Task - Apart from the images, every record here needs to be copied exactly.

[Referring expression pointing data]
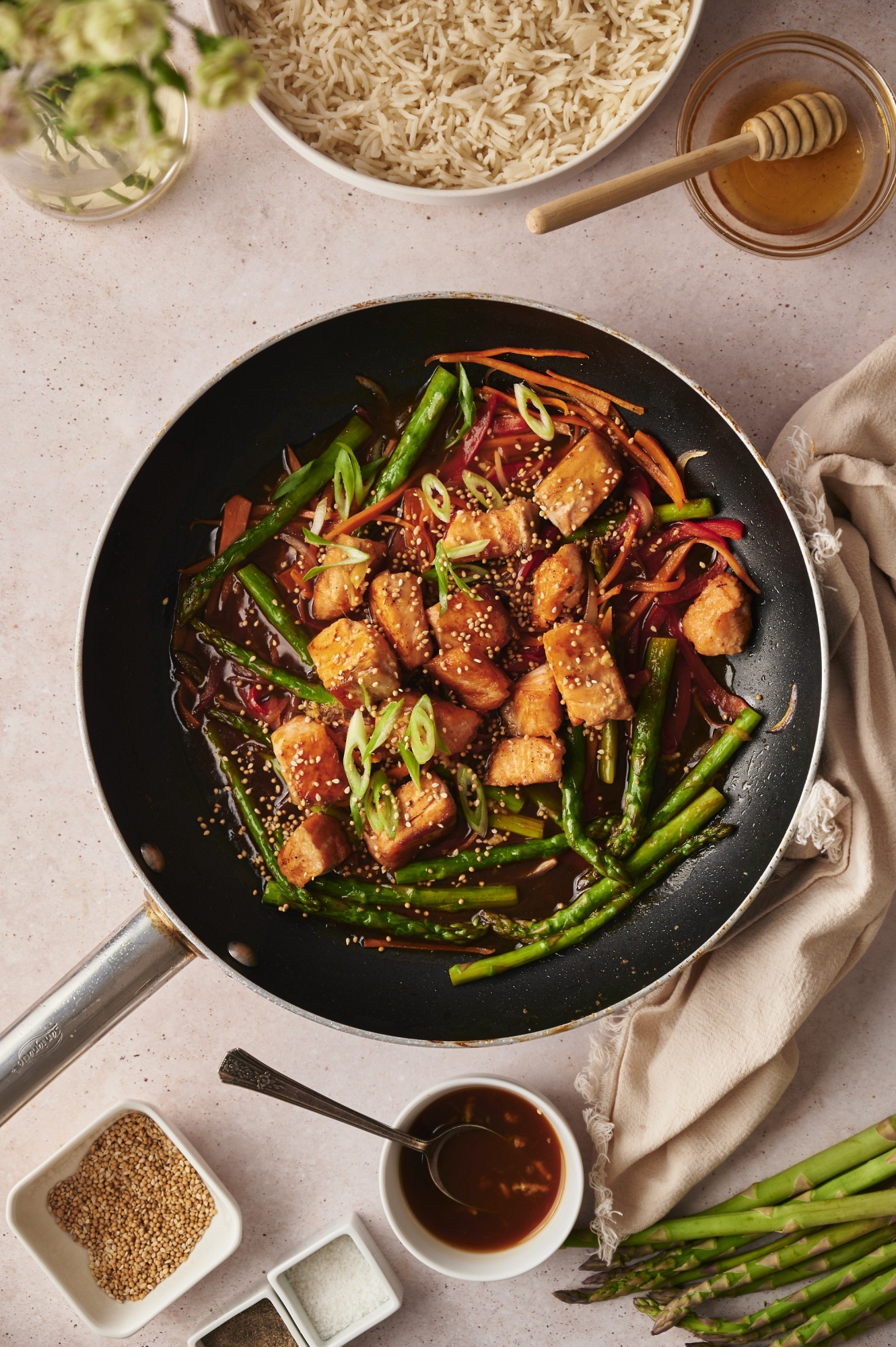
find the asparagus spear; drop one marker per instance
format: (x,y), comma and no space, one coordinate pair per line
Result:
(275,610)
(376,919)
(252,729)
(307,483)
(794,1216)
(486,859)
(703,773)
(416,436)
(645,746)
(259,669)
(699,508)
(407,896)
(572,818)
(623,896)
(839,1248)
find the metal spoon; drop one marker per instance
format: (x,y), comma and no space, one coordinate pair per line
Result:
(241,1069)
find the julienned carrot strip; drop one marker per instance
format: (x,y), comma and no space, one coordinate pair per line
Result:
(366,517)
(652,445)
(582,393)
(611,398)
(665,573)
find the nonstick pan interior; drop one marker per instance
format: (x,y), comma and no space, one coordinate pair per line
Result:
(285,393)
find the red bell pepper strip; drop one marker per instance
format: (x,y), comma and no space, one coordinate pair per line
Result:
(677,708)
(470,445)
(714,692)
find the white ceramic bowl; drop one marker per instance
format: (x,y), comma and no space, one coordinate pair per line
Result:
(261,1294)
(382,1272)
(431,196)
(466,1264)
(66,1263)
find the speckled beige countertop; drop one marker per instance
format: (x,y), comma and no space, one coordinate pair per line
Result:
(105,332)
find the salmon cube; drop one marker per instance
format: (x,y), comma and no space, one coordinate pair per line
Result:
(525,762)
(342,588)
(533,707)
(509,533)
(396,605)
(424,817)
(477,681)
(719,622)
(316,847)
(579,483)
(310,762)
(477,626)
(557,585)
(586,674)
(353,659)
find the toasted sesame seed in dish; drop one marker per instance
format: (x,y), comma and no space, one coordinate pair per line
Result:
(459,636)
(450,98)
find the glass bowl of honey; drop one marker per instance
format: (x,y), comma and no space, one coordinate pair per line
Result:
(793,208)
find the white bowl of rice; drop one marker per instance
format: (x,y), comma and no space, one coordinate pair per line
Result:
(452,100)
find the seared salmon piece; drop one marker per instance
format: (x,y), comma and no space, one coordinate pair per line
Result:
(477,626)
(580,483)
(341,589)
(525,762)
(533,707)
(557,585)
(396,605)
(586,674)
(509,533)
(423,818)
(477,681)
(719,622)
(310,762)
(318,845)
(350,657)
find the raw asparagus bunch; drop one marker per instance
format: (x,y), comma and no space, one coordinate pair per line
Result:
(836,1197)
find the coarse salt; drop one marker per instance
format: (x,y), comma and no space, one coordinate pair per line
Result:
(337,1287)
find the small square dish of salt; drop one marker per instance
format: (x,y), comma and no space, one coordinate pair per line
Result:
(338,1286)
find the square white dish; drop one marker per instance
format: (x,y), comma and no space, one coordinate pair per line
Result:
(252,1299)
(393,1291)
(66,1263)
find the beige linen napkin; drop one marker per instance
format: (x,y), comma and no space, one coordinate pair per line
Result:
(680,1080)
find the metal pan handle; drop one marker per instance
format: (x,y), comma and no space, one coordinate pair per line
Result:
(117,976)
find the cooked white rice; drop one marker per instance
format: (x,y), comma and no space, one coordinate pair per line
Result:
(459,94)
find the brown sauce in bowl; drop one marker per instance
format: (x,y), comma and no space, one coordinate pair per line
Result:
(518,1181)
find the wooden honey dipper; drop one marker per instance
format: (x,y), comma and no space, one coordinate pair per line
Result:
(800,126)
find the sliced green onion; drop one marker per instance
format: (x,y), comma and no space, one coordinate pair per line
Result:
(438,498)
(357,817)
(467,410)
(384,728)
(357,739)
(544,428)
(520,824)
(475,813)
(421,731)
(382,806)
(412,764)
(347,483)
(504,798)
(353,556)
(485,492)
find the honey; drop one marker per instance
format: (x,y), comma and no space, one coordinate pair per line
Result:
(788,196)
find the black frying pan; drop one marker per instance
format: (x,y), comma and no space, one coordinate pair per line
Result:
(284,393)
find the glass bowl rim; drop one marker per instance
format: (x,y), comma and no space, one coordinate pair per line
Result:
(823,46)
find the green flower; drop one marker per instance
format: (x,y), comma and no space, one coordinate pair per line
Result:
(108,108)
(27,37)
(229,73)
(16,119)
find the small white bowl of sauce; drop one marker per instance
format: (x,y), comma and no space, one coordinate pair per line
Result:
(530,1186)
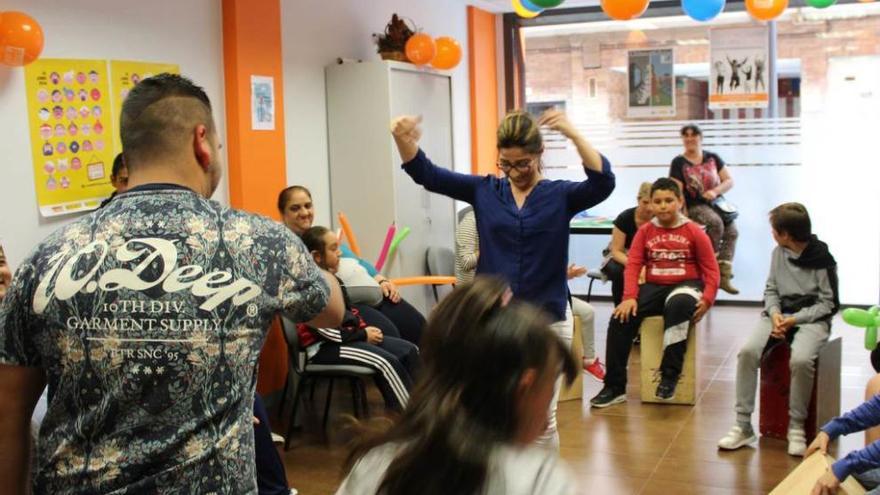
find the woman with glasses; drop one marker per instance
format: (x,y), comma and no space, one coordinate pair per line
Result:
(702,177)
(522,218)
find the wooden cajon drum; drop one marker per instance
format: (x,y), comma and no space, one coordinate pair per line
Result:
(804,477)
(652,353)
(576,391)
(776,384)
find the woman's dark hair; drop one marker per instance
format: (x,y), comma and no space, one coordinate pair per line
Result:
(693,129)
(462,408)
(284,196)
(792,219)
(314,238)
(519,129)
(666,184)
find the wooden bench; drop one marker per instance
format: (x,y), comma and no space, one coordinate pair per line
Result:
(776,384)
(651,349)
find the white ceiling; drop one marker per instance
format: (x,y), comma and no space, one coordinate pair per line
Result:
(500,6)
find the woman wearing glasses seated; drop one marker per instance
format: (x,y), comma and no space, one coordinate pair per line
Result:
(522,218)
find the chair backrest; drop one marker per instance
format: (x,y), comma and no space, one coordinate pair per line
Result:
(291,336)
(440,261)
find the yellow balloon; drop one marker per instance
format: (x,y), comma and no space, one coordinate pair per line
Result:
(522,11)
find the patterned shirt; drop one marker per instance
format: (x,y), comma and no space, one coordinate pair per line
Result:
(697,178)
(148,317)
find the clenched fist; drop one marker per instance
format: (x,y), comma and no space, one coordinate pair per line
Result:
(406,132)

Answer -
find the asparagus spear; drop one marker per instance
format: (x,y), comma and no space, one coordinate pair per line
Result:
(275,610)
(376,919)
(252,729)
(307,483)
(794,1216)
(486,859)
(703,773)
(416,436)
(645,746)
(259,669)
(699,508)
(407,896)
(572,818)
(623,896)
(839,1248)
find the metal spoon; drop one marker per instance
format: (x,y), comma and no space, one coordinate pair per line
Result:
(241,1069)
find the julienned carrot strip; drop one marker per instance
format: (x,y), comma and no space, one coordinate pair per line
Result:
(366,517)
(652,445)
(582,393)
(611,398)
(665,573)
find the nonstick pan interior; drop one marker per instance
format: (x,y), comma and no space, one coordinate pair per line
Result:
(285,393)
find the red bell pepper strip; drop one marker per instance
format: (x,y), comma and no space, one coordinate pair per line
Result:
(677,708)
(470,445)
(714,692)
find the white ceramic bowl; drop one marker per instance
format: (x,y), comma and no space, one coordinate pair per line
Result:
(261,1294)
(382,1272)
(431,196)
(466,1264)
(66,1263)
find the speckled beige countertop; drop one marker per instance
format: (x,y), comma and no space, one coordinate pair per line
Result:
(105,332)
find the salmon cube; drop one marker per instance
format: (x,y), comma and no space, one coordinate pair per line
Result:
(525,762)
(342,588)
(533,707)
(509,533)
(396,605)
(424,817)
(477,681)
(719,622)
(316,847)
(579,483)
(310,762)
(477,626)
(557,585)
(586,674)
(353,659)
find the toasted sesame seed in dish; drop one marker per instance
format: (x,y), comma and no space, one coordinate pair per line
Result:
(459,636)
(450,98)
find the glass bowl of honey; drop one marker per instance
format: (x,y), comma and no space, one coordinate pair per line
Result:
(793,208)
find the white bowl of rice; drop one marker per instance
format: (x,y), comma and no space, one coordinate pair per line
Result:
(452,100)
find the seared salmon piece; drop one marker per instance
format: (x,y), comma and no space, one coordinate pair per line
Result:
(477,626)
(580,483)
(341,589)
(525,762)
(533,707)
(557,585)
(396,605)
(586,674)
(509,533)
(423,818)
(477,681)
(719,622)
(310,762)
(318,845)
(350,657)
find the raw asparagus bunch; drop one marker per instance
format: (x,y), comma and no space, one coordinate pair per line
Result:
(836,1197)
find the coarse salt; drop one marker per instance
format: (x,y), comma and no space, one coordinate pair per line
Result:
(337,1287)
find the small square dish of salt; drop one marker per instance
format: (x,y), comma and no space, one coordinate pair per line
Result:
(338,1286)
find the square white dish; drop one marker per instance
format: (x,y), comma and no space, one coordinate pair per line
Result:
(252,1299)
(393,1291)
(66,1263)
find the beige linen napkin; drop one marker per instance
format: (x,y), comma and no space, one coordinate pair per line
Result:
(680,1080)
find the metal pan handle; drop one marker per instance
format: (x,y), comma and no space, one coordinate pair per line
Result:
(117,976)
find the cooked white rice; drop one marker per instance
format: (x,y), comma and no space, one coordinate pair per line
Result:
(459,94)
find the brown sauce in bowl; drop one marker per instance
format: (x,y), comma and no space, one coordinate pair per line
Result:
(518,1181)
find the wooden honey dipper; drop one marker per instance
format: (x,y), comma and no space, one coordinate pair per line
Result:
(800,126)
find the sliced green onion; drop one marker per instance
format: (x,y), comma and no space, one coordinate pair per line
Result:
(438,498)
(357,817)
(467,410)
(384,728)
(357,739)
(544,428)
(520,824)
(475,813)
(421,731)
(382,806)
(412,764)
(347,483)
(504,798)
(353,556)
(485,492)
find the honey; drop one marker per instance
format: (x,y), comma and no space, one coordinate pair per line
Result:
(788,196)
find the black frying pan; drop one marker per instance
format: (x,y), comma and no space, one coordinate pair per line
Result:
(284,393)
find the glass bowl rim; drop one marker per instance
format: (x,y), comma and no space, one coordinate pair per line
Result:
(823,46)
find the green flower; drop one marker per instance
format: (x,y), comma and no space, one coordinate pair per line
Result:
(108,108)
(27,37)
(229,73)
(16,119)
find the small white bowl of sauce; drop one marker per instance
format: (x,y), comma and no space, one coordinate pair per line
Result:
(530,1186)
find the woman with glasses; drop one marker per instance
format: (x,y), comma and no space, one coordinate pair per line
Result:
(702,177)
(522,218)
find the wooden cajon drum; drop one marker per instance
format: (x,y), comma and no space, one coordinate pair per line
Result:
(804,477)
(652,353)
(576,391)
(776,384)
find the woman's dark hair; drop one marker per instance
format: (x,y), comma and no space, one coordinate pair per line
Result:
(693,129)
(462,408)
(284,196)
(792,219)
(314,238)
(519,129)
(666,184)
find the wooden bench; drop one marker per instance
format: (x,y), comma and no space, one coordinate pair per line
Result:
(776,384)
(651,349)
find the white ceiling; drop one marker per instance
format: (x,y), comma and no space, one coordinate pair per line
Result:
(500,6)
find the woman wearing glasses seated; drop one marker per instance
format: (x,y), comma and no space, one coordinate pair per line
Result:
(522,218)
find the chair backrest; drop one marker per instance
format: (x,y), comma and no space, one coordinate pair per line
Result:
(291,336)
(440,261)
find the yellow balloon; drop one marker per instance
format: (x,y), comma and no space, one coordinate pair per line
Result:
(522,11)
find the patterned shirt; drop one marker per instance
format: (x,y), comma and no space, one coordinate pair per line
Result:
(697,178)
(148,317)
find the clenched fist; drop one marker per instance
format: (x,y), comma and no space, one coordinate pair per line
Result:
(406,132)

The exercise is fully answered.